Material for this exercise.

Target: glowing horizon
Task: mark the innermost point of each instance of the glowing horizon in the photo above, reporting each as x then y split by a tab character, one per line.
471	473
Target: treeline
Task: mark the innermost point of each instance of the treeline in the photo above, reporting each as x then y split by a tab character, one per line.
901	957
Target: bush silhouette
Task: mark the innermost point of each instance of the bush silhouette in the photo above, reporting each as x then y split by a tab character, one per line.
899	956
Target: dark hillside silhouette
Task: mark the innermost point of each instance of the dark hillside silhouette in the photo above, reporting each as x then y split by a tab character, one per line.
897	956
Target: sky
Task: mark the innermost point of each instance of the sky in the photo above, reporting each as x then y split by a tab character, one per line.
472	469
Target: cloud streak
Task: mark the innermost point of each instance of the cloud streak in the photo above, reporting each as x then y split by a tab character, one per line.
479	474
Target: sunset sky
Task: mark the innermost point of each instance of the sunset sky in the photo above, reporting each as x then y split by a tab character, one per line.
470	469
--
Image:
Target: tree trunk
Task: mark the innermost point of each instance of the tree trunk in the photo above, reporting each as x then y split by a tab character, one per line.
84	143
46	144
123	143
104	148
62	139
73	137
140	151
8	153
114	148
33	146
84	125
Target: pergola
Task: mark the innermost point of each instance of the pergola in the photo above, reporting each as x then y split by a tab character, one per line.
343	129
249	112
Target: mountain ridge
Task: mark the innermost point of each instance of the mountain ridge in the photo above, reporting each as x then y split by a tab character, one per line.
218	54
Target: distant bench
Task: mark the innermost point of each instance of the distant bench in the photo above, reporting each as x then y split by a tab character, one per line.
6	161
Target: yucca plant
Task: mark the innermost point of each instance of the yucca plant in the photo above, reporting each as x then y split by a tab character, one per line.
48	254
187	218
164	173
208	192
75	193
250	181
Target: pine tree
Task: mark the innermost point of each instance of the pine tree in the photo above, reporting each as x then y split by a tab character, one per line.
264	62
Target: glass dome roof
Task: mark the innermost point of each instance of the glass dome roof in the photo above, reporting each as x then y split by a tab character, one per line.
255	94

Task goal. Count the lines in the two blocks above that contain the string "glowing", with case significant, and give only the number.

Reply to the task. 2